** start of Data lines **

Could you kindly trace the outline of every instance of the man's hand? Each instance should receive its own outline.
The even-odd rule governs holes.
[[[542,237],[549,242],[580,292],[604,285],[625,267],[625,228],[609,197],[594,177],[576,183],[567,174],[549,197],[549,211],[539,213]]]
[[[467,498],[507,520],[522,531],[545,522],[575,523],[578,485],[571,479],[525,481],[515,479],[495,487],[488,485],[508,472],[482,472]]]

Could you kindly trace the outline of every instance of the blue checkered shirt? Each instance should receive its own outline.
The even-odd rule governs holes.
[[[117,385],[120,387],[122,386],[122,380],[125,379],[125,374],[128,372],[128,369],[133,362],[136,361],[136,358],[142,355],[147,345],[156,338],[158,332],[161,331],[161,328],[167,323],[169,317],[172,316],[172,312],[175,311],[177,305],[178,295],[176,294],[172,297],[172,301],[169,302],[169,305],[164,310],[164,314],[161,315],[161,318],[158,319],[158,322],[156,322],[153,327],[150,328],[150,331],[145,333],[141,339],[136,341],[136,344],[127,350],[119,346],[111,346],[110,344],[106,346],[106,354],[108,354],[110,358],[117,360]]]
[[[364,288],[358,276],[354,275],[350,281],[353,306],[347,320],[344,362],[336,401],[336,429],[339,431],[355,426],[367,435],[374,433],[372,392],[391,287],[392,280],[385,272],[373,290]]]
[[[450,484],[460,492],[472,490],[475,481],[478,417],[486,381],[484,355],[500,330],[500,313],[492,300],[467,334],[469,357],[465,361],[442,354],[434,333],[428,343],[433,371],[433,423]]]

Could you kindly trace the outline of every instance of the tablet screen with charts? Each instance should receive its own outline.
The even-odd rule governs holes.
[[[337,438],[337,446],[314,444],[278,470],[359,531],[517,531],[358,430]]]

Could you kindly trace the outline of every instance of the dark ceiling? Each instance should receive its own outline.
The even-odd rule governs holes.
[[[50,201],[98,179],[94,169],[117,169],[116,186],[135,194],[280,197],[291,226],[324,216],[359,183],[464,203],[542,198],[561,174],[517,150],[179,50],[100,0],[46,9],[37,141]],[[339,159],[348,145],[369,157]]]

** end of Data lines **

Can you write out the items exactly as they appear, from the line containing "ceiling? Each instance should receive its own outline." through the end of the items?

> [Task result]
Could you kindly trace the outline of every instance of the dark ceiling? Each instance should receive its own outline.
The even-odd rule governs holes.
[[[50,201],[98,179],[94,169],[117,169],[116,186],[135,194],[280,197],[291,226],[324,216],[359,183],[464,203],[542,198],[561,174],[517,150],[179,50],[100,0],[46,9],[37,141]],[[339,159],[348,145],[369,157]]]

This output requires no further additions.